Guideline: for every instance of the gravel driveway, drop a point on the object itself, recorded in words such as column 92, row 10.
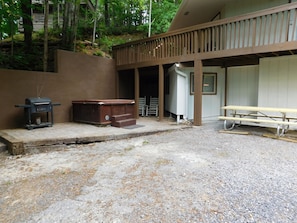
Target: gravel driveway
column 190, row 175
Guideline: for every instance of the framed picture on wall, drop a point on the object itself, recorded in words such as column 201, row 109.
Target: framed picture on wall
column 209, row 84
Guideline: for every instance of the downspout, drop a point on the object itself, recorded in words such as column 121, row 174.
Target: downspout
column 186, row 89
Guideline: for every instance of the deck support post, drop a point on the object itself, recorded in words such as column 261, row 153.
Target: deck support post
column 198, row 79
column 161, row 92
column 136, row 92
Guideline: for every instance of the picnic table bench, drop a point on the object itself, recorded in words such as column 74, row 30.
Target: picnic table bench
column 281, row 117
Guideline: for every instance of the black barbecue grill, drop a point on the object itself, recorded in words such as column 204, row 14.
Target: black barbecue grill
column 35, row 109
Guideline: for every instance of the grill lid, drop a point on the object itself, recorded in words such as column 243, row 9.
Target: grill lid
column 37, row 101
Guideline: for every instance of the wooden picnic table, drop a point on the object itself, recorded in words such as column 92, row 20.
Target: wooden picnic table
column 282, row 117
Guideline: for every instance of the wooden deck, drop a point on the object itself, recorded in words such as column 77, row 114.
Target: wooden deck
column 233, row 41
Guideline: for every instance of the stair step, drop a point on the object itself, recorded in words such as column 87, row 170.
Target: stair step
column 125, row 122
column 121, row 117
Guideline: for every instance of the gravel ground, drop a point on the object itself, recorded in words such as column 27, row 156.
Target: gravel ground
column 190, row 175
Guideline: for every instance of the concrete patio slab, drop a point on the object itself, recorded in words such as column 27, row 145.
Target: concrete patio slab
column 22, row 141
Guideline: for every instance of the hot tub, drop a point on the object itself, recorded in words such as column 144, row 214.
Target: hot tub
column 100, row 112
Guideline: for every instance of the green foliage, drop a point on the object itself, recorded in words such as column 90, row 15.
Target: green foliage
column 9, row 14
column 117, row 22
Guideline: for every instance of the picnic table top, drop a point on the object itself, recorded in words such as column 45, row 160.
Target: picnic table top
column 257, row 108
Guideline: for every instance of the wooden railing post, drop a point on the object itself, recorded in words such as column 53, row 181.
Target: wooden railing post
column 198, row 78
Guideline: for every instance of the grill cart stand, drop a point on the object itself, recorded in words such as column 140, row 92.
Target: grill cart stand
column 36, row 107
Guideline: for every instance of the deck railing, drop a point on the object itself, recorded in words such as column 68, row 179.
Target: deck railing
column 271, row 26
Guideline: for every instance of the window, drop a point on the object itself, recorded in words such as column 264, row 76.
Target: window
column 209, row 85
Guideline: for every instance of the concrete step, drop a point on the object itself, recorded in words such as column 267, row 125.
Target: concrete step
column 3, row 147
column 121, row 117
column 124, row 123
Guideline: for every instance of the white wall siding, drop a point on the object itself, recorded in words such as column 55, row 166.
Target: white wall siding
column 242, row 84
column 278, row 82
column 239, row 7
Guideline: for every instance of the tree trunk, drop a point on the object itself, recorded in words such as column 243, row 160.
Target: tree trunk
column 106, row 13
column 26, row 6
column 45, row 52
column 95, row 22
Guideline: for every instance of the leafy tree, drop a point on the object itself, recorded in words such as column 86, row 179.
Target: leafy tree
column 26, row 7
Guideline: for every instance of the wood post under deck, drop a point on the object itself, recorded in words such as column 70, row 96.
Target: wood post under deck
column 198, row 78
column 161, row 92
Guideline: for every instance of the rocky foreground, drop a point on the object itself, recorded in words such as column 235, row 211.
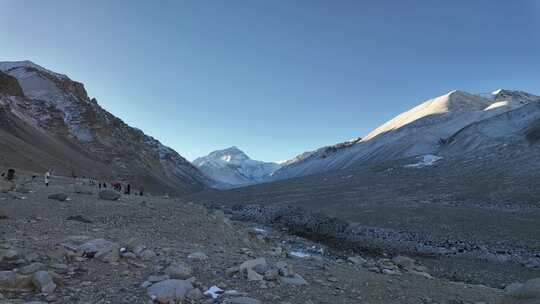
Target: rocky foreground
column 67, row 243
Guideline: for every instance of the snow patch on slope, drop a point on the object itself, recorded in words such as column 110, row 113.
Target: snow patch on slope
column 425, row 161
column 233, row 167
column 419, row 131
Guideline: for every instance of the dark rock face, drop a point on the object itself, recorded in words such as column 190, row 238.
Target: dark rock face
column 109, row 195
column 9, row 85
column 87, row 139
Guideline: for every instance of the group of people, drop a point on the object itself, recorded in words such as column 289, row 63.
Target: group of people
column 118, row 186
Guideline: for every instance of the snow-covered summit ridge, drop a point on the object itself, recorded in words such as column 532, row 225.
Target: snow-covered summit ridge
column 10, row 66
column 232, row 167
column 418, row 131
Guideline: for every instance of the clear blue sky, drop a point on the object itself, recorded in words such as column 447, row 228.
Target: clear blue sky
column 275, row 78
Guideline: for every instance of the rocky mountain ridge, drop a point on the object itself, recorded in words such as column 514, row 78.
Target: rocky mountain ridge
column 420, row 131
column 57, row 126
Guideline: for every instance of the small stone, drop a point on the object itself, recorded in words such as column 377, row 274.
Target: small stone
column 146, row 284
column 294, row 280
column 58, row 196
column 129, row 255
column 357, row 260
column 109, row 195
column 43, row 282
column 11, row 281
column 253, row 276
column 201, row 256
column 404, row 262
column 103, row 250
column 155, row 279
column 271, row 274
column 29, row 269
column 249, row 264
column 179, row 271
column 147, row 254
column 169, row 291
column 241, row 300
column 9, row 254
column 230, row 272
column 285, row 269
column 195, row 294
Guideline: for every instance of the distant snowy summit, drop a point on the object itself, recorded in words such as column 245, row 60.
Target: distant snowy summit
column 232, row 167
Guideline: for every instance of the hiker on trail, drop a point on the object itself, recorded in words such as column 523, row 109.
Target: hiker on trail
column 47, row 176
column 11, row 174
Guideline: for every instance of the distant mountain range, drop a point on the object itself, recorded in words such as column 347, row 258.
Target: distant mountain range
column 48, row 122
column 232, row 167
column 449, row 124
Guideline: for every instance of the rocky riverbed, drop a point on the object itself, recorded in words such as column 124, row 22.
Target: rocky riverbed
column 82, row 247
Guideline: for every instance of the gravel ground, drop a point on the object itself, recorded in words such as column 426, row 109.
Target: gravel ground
column 38, row 230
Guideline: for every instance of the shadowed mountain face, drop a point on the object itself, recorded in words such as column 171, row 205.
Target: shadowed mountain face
column 419, row 131
column 49, row 123
column 232, row 167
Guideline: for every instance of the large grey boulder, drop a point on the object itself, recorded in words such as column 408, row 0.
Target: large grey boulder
column 32, row 268
column 179, row 271
column 250, row 264
column 11, row 281
column 103, row 250
column 241, row 300
column 109, row 195
column 296, row 279
column 169, row 291
column 58, row 196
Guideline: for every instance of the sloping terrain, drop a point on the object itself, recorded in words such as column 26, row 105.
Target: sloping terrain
column 421, row 130
column 478, row 211
column 90, row 250
column 232, row 167
column 50, row 123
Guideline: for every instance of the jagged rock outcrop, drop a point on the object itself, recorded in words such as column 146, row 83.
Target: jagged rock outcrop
column 420, row 131
column 52, row 120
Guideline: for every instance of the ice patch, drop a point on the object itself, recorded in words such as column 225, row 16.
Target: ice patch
column 300, row 254
column 427, row 160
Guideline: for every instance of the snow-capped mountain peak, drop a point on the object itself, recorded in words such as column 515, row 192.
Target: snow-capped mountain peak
column 232, row 167
column 421, row 130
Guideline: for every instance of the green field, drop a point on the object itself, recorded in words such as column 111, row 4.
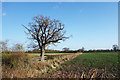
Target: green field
column 49, row 53
column 99, row 60
column 87, row 61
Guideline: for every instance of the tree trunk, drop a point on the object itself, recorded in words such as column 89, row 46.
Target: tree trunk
column 42, row 53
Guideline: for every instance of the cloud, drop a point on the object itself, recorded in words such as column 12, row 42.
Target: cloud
column 56, row 6
column 3, row 14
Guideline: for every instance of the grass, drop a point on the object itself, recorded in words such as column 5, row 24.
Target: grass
column 96, row 60
column 107, row 61
column 48, row 53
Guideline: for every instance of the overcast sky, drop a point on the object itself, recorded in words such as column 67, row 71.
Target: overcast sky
column 92, row 25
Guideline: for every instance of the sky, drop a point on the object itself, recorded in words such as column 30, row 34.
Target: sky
column 93, row 25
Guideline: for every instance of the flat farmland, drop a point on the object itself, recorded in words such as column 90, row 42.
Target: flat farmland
column 96, row 65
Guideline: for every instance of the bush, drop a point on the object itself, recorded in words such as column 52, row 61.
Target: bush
column 16, row 60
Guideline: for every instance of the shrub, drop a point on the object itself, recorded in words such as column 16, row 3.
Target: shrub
column 16, row 60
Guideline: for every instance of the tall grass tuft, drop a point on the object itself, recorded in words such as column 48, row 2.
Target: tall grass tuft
column 16, row 60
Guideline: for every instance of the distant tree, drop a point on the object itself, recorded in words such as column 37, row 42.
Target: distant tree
column 65, row 49
column 45, row 31
column 115, row 47
column 4, row 46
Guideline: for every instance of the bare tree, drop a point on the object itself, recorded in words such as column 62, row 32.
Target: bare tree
column 18, row 47
column 45, row 31
column 115, row 47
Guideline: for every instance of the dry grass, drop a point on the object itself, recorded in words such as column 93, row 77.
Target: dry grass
column 25, row 66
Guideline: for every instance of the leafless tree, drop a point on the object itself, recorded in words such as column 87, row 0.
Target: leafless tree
column 45, row 31
column 18, row 47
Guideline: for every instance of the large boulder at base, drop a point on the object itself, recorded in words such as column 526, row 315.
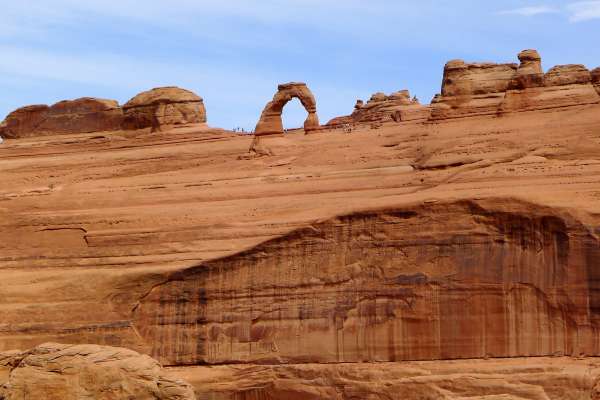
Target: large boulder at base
column 82, row 115
column 163, row 107
column 82, row 372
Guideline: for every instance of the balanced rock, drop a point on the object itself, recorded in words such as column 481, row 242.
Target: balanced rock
column 270, row 119
column 496, row 89
column 69, row 116
column 77, row 372
column 163, row 107
column 530, row 73
column 596, row 79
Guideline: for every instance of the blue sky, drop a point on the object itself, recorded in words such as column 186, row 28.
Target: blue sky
column 234, row 52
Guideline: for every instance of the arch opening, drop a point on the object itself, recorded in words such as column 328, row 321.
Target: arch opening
column 271, row 122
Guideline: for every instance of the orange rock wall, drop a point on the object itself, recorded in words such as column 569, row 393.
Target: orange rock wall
column 442, row 282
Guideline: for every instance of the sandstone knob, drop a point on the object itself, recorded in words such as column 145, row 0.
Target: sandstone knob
column 165, row 106
column 529, row 55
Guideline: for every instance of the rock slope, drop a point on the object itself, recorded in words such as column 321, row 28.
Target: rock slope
column 64, row 372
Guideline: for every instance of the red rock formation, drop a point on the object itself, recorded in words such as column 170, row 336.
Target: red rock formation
column 388, row 286
column 530, row 73
column 556, row 378
column 69, row 116
column 270, row 122
column 163, row 108
column 59, row 372
column 490, row 89
column 475, row 237
column 398, row 107
column 596, row 79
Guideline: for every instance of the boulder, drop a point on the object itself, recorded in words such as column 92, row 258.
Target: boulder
column 163, row 107
column 79, row 372
column 82, row 115
column 270, row 119
column 462, row 79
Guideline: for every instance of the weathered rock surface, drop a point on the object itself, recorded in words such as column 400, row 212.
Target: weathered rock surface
column 530, row 73
column 496, row 89
column 270, row 122
column 163, row 108
column 387, row 286
column 66, row 372
column 513, row 379
column 69, row 116
column 398, row 107
column 472, row 237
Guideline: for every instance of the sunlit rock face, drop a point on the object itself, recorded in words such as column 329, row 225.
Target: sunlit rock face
column 440, row 282
column 76, row 372
column 477, row 89
column 163, row 108
column 65, row 117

**Exercise description:** Render the records from the line with "Guideline: for every instance of the white" up to and including the line with "column 239, row 7" as a Markdown table with columns Row and Line, one row per line, skipping blank lines.

**Task result:**
| Row | Line |
|---|---|
| 1 | Guideline: for every instance of the white wall siding, drop a point on the object itself, recorded in words such as column 55, row 166. |
| 2 | Target: white wall siding |
| 3 | column 242, row 84 |
| 4 | column 278, row 82 |
| 5 | column 239, row 7 |